### Work task:
Your response should be an exact transcription of the data, images excluded.

**** Data supplied ****

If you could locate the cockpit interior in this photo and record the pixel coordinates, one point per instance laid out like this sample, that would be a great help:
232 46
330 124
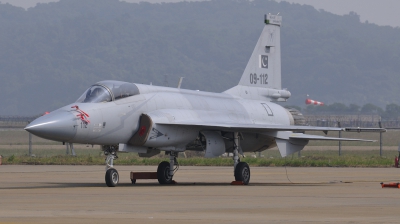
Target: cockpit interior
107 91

****

### Exercise answer:
If you could locate the cockpit interior in this photo and record the pixel coordinates, one point per instance laid out like this sample, that would be a great help:
232 46
330 124
Target: cockpit interior
107 91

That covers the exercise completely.